=== What you need to do ===
Locate and copy each line in the data that contains the word "Target".
Start of Dataset
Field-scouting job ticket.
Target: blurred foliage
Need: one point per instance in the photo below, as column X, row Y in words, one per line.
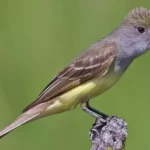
column 40, row 37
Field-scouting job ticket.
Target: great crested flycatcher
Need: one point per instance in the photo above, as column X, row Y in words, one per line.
column 93, row 72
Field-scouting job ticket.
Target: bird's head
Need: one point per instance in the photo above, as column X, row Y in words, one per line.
column 135, row 32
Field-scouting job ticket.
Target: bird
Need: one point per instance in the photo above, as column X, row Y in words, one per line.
column 93, row 72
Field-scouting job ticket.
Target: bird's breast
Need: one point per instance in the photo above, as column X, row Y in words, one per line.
column 88, row 90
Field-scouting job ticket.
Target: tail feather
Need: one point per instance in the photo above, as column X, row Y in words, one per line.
column 22, row 119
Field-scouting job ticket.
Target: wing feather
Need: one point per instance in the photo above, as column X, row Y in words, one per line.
column 93, row 62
End of Dataset
=== Response to this task ===
Target: blurred foliage
Target: great crested flycatcher
Target: bird's head
Target: bird
Target: bird's breast
Target: tail feather
Target: wing feather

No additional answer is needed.